→ REQUIREMENT
According to the schema-swap article, which two caveats did the author's earlier post say the method doesn't handle?

→ PAGE EXTRACT
↓↓↓

Back in August I wrote a post on my schema-swap methodology for T-SQL Tuesday. The approach essentially allows you to lazy load a copy of a table (say, a lookup table of some kind) in the background to minimize interference with users: once the background table is up to date, all that is required to deliver the updated data to users is an interruption long enough to commit a metadata change.
In that post, I mentioned two caveats that the methodology I have championed over the years doesn't currently cater to: foreign key constraints and statistics. There are a host of other features that may interfere with this technique as well. One that came up in conversation recently: triggers. And there are others: identity columns, primary key constraints, default constraints, check constraints, constraints that reference UDFs, indexes, views (including indexed views, which require SCHEMABINDING), and partitions. I'm not going to deal with all of these today, but I thought I would test out a few to see exactly what happens.
I will confess that my original solution was basically a poor man's snapshot, without all of the hassles, whole-database, and licensing requirements of solutions like replication, mirroring, and Availability Groups. These were read-only copies of tables from production that were being "mirrored" using T-SQL and the schema swap technique. So they didn't need any of these fancy keys, constraints, triggers and other features. But I do see that the technique can be useful in more scenarios, and in those scenarios some of the above factors can come into play.
So let's set up a simple pair of tables that have several of these properties, perform a schema swap, and see what breaks. :-)
First, the schemas:
CREATE SCHEMA prep;
GO
CREATE SCHEMA live;
GO
CREATE SCHEMA holder;
GO
Now, the table in the live schema, including a trigger and a UDF:
CREATE FUNCTION dbo.udf()

↑↑↑

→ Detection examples
↓↓↓

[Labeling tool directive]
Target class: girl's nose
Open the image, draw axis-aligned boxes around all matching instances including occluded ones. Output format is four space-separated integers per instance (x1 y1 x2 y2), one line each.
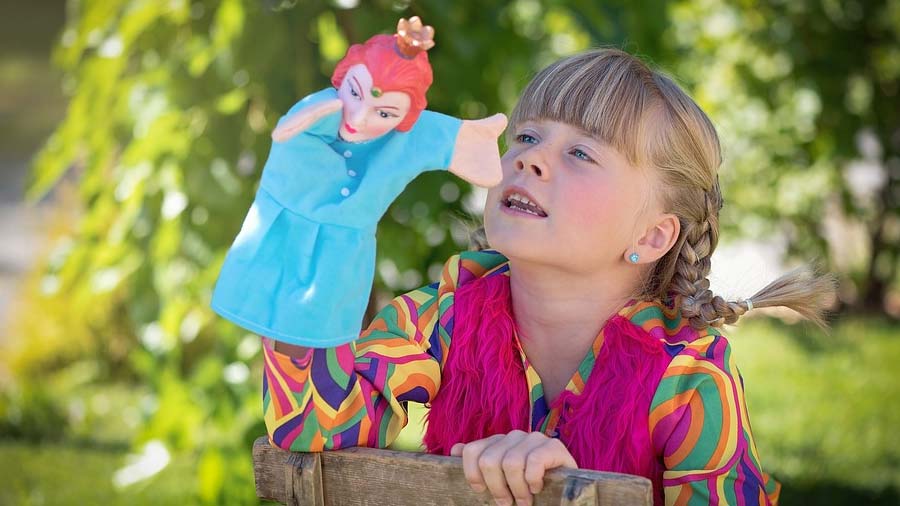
516 157 547 177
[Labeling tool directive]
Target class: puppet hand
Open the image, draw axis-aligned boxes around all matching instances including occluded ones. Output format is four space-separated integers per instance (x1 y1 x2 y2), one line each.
450 113 506 188
450 430 578 505
272 98 344 142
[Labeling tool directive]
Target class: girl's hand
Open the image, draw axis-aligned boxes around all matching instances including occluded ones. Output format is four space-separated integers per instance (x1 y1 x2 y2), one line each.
450 113 506 188
272 98 344 142
450 430 578 506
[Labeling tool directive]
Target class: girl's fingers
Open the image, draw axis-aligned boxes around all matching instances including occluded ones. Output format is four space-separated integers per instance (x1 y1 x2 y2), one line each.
478 430 528 504
501 432 547 505
525 438 578 494
462 434 506 492
454 434 504 492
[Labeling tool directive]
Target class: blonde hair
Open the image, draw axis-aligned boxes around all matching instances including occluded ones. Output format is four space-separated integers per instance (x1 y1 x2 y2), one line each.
496 48 835 330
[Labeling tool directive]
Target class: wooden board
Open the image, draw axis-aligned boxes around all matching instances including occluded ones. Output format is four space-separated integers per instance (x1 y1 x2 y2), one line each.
253 436 653 506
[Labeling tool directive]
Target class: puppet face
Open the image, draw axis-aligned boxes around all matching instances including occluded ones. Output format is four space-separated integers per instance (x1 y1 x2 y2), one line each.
338 63 411 142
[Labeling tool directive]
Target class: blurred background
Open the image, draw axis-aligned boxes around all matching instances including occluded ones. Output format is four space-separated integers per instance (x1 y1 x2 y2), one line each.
0 0 900 505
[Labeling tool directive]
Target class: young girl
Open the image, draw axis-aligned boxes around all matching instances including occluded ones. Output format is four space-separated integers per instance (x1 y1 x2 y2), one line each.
263 49 833 504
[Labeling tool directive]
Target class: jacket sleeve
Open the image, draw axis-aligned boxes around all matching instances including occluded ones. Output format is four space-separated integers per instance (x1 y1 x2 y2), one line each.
650 335 780 505
263 283 443 452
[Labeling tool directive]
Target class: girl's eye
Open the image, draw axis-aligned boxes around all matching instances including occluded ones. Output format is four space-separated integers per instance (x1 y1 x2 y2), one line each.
516 134 537 144
571 148 594 162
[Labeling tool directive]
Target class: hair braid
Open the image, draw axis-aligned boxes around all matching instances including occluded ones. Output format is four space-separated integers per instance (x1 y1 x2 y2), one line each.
671 181 748 330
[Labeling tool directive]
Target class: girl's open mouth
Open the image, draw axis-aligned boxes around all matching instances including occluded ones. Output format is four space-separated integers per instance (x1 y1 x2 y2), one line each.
500 194 547 218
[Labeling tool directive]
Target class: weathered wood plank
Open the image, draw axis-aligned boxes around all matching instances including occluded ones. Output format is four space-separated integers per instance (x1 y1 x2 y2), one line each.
253 437 653 506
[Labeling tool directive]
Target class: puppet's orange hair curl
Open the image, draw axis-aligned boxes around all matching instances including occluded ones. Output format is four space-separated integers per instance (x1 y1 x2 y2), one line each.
331 35 434 132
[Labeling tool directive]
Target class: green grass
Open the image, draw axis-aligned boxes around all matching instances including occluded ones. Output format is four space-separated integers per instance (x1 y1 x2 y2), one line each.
728 319 900 504
0 441 196 506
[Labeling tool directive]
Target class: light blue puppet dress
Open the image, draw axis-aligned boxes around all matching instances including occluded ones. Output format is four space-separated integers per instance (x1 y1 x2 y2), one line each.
212 88 462 348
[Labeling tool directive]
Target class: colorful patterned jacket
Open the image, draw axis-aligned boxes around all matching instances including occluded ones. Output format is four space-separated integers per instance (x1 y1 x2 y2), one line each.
263 250 780 504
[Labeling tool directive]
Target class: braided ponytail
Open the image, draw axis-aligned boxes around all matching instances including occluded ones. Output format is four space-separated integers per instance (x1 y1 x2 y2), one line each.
639 68 836 330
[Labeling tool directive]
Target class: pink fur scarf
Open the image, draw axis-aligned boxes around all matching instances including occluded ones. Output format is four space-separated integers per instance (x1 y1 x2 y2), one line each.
424 273 670 501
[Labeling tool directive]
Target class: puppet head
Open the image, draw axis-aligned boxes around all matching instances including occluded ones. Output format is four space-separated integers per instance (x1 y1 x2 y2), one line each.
331 17 434 140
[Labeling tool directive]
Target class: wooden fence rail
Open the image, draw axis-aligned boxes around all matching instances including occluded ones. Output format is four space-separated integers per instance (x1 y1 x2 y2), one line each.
253 436 653 506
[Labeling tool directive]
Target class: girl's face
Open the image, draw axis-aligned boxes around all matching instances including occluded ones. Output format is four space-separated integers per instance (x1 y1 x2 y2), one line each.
338 63 411 142
484 121 651 272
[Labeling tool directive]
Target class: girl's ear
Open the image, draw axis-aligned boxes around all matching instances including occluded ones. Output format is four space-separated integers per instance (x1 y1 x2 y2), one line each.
624 213 681 263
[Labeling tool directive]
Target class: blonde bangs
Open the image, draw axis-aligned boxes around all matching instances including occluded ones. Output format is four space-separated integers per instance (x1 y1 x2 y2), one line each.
507 48 659 167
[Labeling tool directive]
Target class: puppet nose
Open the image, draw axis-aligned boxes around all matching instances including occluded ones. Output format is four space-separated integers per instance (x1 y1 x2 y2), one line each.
350 107 367 130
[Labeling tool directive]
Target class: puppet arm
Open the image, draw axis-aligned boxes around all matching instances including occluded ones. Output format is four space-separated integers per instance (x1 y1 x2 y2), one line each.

↑↑↑

→ WRITTEN SOLUTION
Foreign key constraints and statistics.